**GIVEN INSTRUCTION**
Summarize the travel passage below in two sentences.

**PROVIDED PASSAGE**
We stayed at the lovely Castelbrac, where Jean-Baptiste Charcot lived before he set sail to the South Pole and discovered penguins! This luxury resort is literally carved into the side of a mountain on the water, so you feel like a pirate seeking refuge in the gorgeous coast (aptly named the Côte d’Émeraude due to the sparkling emerald green reflection off the water’s surface). Dinard is a well-heeled resort town that is walking distance to the beach, yet everyone happens to be in pressed white linen. How can you tell you’re in a chic French resort town and NOT an American shore? No flip-flops.
Bonus round: If you’re in Dinard, stop off at nearby Dinan. It’s a beyond charming storybook town that Disney modeled Belle’s town after in Beauty and the Beast.
Eighth Stop: Loire Valley
Next, we drove to the home where we’d be staying for a few days. My jaw DROPPED driving through the long tree-lined driveway as it opened up to the pale blue stucco house. The owners of the house clearly knew a thing or two about interior design, and when we chatted, the owner mentioned that she loved Kathy Kuo Home! A few things I learned about living in Central France: NEVER leave your shutters open during the day when it is hot out, unless you want your home to be cooked from the inside out! Having lived in Asia for years in my youth, I was completely transported back to the time when I had no AC, just a mini Hello Kitty water bottle next to my bed and fan to literally “mist me” through the night. Everyone here keeps the windows and shutters closed during the day time to keep out the harsh sun. Then at night, all shutters and windows are opened. Bats and moths do find a way to get in and, ultimately, out of your house by the end of the night. DEAL WITH IT. I learned that that’s how it works, and sometimes it’s best to just accept what you can’t change!
My jaw DROPPED driving through the long tree-lined driveway as it opened up to the pale blue stucco house. The owners of the house clearly knew a thing or two about interior design, and when we chatted, the owner mentioned that she loved Kathy Kuo Home!
this dining room makes me want to get an oval table right now!
Our first night was challenging since our house manager left the windows closed but the shutters OPEN, so it was a sauna when we got home that evening. When we opened the windows, I swear every bug from our house to Amboise came inside, and there was NOTHING I could do about it except have more wine! However as the night cooled, the house finally regulated, and we could enjoy the evening. Our kids also loved eating with no clothes on! I absolutely loved the look of this home, and I’m so excited to bring all of the inspiration I found here to Kathy Kuo Home!
Ninth Stop: The Chateaux
We came to the Loire to see all the amazing chateaux the region has to offer. We ultimately made it to two. Our first stop was Château de Chenonceau, one of the best known chateaux of the Loire Valley. This beauty stretches thinly across the River et Cher, and it was basically constructed by women (talk about girl power!). These mistresses and queens were forced to live under the same roof and ultimately rule the estate. All the florals inside Chenonceau came from the gardens of the estate as well. Simply stunning!

**GIVEN RECORDS**
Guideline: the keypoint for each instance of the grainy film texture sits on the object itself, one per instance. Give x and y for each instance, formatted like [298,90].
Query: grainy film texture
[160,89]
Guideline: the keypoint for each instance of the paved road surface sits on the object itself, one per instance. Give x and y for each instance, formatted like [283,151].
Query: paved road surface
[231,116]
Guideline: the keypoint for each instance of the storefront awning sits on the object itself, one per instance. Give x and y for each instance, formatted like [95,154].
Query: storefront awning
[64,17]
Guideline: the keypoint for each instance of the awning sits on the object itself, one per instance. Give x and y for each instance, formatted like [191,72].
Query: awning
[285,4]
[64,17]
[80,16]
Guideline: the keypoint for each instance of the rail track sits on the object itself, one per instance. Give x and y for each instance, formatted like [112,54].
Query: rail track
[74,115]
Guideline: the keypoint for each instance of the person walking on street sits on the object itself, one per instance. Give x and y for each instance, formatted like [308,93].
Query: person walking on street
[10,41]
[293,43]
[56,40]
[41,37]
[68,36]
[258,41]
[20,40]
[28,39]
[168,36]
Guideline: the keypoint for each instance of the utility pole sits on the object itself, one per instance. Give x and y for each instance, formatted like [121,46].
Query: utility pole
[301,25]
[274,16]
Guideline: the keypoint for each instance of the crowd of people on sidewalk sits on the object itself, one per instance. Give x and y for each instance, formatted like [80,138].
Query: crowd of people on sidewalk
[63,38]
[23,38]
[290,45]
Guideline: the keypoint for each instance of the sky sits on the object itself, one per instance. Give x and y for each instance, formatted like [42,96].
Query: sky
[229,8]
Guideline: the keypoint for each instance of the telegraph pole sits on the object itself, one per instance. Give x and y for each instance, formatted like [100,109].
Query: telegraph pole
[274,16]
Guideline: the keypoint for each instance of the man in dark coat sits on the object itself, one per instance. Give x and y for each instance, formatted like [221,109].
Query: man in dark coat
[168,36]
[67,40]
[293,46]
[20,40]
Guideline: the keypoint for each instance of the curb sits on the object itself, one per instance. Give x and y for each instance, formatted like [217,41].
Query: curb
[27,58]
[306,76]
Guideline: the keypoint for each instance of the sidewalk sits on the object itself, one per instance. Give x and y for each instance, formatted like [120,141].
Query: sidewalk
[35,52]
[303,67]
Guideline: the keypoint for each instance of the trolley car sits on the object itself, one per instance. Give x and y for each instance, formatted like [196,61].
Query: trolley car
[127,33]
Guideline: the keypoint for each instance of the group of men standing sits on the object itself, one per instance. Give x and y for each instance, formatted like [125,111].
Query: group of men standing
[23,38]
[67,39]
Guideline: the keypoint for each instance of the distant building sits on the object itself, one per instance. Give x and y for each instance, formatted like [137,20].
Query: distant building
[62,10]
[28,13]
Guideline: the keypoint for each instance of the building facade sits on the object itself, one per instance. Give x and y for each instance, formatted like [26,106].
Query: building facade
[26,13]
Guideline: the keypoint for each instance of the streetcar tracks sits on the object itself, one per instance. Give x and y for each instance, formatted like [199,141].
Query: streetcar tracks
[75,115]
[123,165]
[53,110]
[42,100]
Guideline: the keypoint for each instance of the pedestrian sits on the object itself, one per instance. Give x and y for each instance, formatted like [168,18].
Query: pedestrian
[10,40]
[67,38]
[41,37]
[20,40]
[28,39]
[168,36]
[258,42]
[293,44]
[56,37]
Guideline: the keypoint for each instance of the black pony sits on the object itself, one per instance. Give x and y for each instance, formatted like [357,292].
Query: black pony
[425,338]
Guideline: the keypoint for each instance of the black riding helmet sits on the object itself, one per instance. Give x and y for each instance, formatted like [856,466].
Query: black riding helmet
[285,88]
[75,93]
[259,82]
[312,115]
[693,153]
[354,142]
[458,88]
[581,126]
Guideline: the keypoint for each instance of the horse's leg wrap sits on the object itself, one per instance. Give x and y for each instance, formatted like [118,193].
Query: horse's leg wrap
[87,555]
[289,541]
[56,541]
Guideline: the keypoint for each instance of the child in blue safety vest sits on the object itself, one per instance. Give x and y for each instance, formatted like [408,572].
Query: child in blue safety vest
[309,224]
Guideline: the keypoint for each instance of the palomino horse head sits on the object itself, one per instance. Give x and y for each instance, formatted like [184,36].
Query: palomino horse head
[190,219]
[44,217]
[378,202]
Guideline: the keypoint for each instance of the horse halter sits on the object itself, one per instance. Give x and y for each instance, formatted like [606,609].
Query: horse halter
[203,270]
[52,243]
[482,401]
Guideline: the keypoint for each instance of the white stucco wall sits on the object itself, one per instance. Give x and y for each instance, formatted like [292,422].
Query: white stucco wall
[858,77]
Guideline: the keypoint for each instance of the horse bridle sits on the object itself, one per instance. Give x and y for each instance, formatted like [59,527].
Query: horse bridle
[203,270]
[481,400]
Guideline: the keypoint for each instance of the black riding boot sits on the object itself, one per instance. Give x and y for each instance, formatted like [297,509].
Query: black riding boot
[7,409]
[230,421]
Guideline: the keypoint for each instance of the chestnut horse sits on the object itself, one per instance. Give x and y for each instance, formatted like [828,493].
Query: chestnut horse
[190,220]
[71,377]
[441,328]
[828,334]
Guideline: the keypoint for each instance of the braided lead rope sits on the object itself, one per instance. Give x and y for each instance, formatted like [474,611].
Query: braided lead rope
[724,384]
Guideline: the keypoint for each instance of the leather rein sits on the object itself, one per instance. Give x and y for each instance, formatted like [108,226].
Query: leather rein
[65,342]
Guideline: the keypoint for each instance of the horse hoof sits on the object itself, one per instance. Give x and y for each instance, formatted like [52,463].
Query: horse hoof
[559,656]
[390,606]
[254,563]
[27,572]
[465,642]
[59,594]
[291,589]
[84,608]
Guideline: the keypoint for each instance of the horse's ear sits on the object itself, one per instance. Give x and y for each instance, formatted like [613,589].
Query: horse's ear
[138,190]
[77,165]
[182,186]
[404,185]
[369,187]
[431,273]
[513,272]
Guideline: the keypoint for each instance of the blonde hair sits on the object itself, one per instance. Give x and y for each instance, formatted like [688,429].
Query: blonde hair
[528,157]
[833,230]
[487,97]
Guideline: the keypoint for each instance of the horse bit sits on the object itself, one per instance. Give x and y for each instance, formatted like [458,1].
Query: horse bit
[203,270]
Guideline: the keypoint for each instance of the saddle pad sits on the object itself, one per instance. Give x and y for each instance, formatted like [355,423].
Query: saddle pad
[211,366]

**CORRECT RESPONSE**
The writer stayed at Castelbrac, a luxury resort carved into a mountainside on the water in the resort town of Dinard, then moved on to a pale blue stucco house in the Loire Valley, where shutters stay closed during hot days and open at night, and the first night turned into a bug-filled sauna because the shutters had been left open. The family came to the Loire to see its chateaux and made it to two, starting with Château de Chenonceau, which stretches across a river and was largely built by women.